• _WRITTEN EXERCISE_: In the records below, present everything from the line containing "Put a point on every instance of the gold" down to the line containing "x=336, y=253", both ends included, as a Markdown table. Give it two columns, Row for the row number and Line for the line itself, and leave out blank lines.

• _SUPPLIED INFORMATION_:
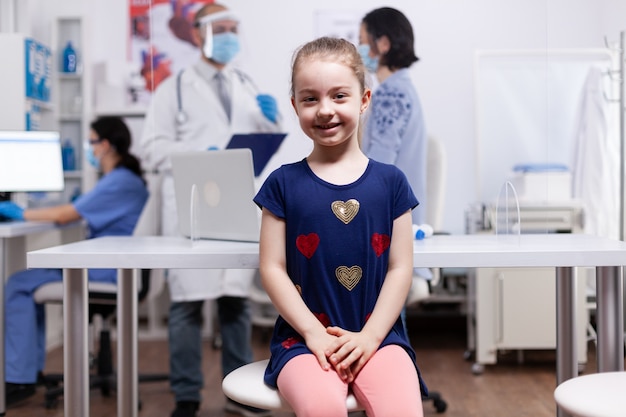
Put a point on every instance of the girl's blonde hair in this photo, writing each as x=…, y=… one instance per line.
x=327, y=48
x=331, y=49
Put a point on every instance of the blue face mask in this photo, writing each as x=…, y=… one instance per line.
x=91, y=158
x=371, y=64
x=225, y=47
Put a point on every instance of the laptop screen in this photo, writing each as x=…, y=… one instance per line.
x=30, y=161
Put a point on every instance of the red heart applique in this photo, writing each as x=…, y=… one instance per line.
x=380, y=243
x=307, y=244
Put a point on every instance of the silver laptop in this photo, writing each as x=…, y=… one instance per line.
x=214, y=192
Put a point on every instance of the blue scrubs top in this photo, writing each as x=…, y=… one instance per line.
x=395, y=132
x=112, y=208
x=337, y=248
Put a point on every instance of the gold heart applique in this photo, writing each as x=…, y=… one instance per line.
x=345, y=211
x=349, y=277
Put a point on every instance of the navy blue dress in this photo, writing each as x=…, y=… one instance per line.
x=337, y=243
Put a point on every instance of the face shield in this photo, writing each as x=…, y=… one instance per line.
x=219, y=30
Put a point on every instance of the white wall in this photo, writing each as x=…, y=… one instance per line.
x=448, y=32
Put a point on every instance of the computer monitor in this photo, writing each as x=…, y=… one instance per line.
x=30, y=161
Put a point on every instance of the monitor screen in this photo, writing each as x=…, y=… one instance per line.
x=30, y=161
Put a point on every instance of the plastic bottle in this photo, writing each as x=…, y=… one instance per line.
x=70, y=60
x=422, y=231
x=68, y=156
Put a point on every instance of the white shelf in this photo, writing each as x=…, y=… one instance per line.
x=134, y=111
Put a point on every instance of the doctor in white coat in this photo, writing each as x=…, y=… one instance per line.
x=189, y=113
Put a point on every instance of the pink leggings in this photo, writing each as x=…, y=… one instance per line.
x=387, y=386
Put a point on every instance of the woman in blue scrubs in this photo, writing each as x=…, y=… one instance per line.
x=111, y=208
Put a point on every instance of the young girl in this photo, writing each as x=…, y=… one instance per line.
x=336, y=253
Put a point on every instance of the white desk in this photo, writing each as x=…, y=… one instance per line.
x=563, y=251
x=13, y=258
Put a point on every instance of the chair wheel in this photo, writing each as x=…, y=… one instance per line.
x=51, y=403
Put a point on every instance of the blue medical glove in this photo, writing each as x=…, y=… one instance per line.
x=11, y=210
x=268, y=106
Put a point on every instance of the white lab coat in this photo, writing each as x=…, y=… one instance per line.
x=207, y=125
x=596, y=156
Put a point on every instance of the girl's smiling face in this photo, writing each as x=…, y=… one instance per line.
x=328, y=100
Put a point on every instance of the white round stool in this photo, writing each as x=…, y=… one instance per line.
x=594, y=395
x=245, y=385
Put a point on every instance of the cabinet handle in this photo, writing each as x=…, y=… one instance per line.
x=499, y=310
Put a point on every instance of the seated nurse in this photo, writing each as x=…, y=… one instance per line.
x=111, y=208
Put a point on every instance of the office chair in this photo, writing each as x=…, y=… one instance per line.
x=102, y=299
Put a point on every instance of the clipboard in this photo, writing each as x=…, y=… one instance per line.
x=263, y=146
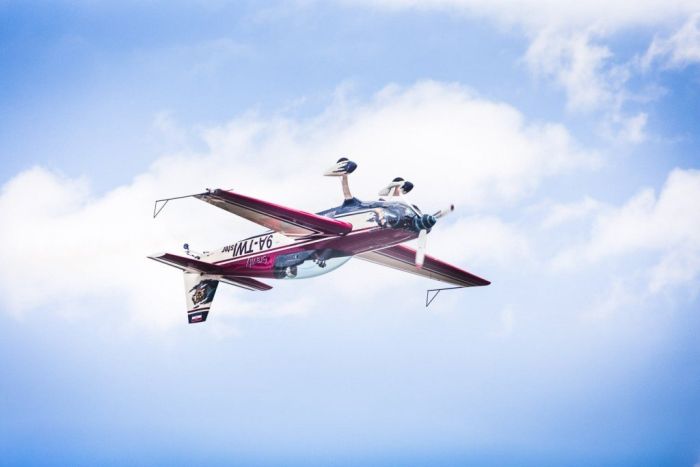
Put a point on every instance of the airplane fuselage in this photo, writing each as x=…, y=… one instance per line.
x=272, y=255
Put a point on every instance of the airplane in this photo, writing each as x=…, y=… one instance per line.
x=300, y=244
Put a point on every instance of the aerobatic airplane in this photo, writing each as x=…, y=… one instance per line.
x=300, y=244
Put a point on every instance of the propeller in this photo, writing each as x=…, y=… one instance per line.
x=425, y=222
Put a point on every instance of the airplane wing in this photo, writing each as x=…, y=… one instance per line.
x=186, y=263
x=403, y=258
x=189, y=264
x=290, y=222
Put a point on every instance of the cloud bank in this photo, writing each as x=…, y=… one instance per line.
x=64, y=244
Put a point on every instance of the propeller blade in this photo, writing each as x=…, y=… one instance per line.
x=444, y=212
x=420, y=251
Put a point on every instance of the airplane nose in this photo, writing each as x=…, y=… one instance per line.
x=424, y=222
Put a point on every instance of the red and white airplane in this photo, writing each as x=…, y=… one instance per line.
x=300, y=244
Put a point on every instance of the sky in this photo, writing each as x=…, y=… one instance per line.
x=565, y=133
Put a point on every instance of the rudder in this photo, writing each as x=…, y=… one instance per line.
x=199, y=293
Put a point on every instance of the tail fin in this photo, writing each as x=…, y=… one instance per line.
x=199, y=293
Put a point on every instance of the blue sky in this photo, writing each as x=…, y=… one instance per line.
x=566, y=134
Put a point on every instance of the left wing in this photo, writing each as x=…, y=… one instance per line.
x=288, y=221
x=403, y=258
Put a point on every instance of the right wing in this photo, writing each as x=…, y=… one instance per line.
x=403, y=258
x=195, y=266
x=287, y=221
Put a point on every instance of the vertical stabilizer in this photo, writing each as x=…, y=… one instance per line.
x=199, y=293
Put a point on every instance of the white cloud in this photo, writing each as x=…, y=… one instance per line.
x=480, y=241
x=575, y=63
x=63, y=245
x=680, y=49
x=535, y=14
x=567, y=46
x=667, y=225
x=562, y=213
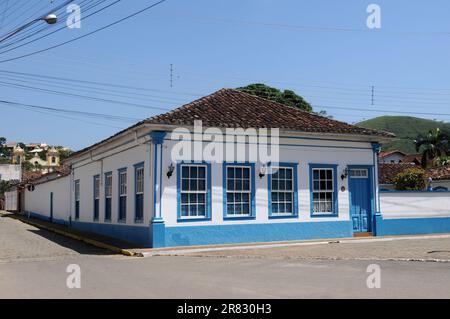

• _FULL OUTPUT_:
| Row | Line |
|---|---|
| 1 | Put a point on every instance of the gold heart applique in this photo, writing each as x=…, y=… one instance per line. |
| 2 | x=345, y=211 |
| 3 | x=349, y=277 |
| 4 | Put a point on every instance of the navy blue dress in this photo, writing each as x=…, y=… one instance per line. |
| 5 | x=337, y=243 |
| 6 | Put a point on every instance of the face shield in this photo, writing each as x=…, y=… one instance per line. |
| 7 | x=219, y=30 |
| 8 | Put a point on every instance of the white wall in this photo, writing each as x=…, y=… one instance per line. |
| 9 | x=448, y=32 |
| 10 | Put a point on every instance of the computer monitor in this photo, writing each as x=…, y=… one instance per line. |
| 11 | x=30, y=161 |
| 12 | Put a point on every instance of the monitor screen in this photo, writing each as x=…, y=… one instance per line. |
| 13 | x=30, y=161 |
| 14 | Put a point on every instance of the plastic bottle in this photo, writing each as x=…, y=… one instance per line. |
| 15 | x=70, y=60 |
| 16 | x=422, y=231 |
| 17 | x=68, y=156 |
| 18 | Put a point on every instance of the white shelf in this photo, writing each as x=…, y=… one instance per line. |
| 19 | x=134, y=111 |
| 20 | Put a point on every instance of the doctor in white coat in this photo, writing each as x=…, y=… one instance per line. |
| 21 | x=189, y=113 |
| 22 | Put a point on every instance of the pink leggings in this photo, writing each as x=…, y=… one instance per line. |
| 23 | x=387, y=386 |
| 24 | Put a point on every instance of the woman in blue scrubs in this photo, writing each as x=…, y=… one instance per line. |
| 25 | x=111, y=208 |
| 26 | Put a point on every instance of the young girl in this photo, writing each as x=…, y=… one instance per line. |
| 27 | x=336, y=253 |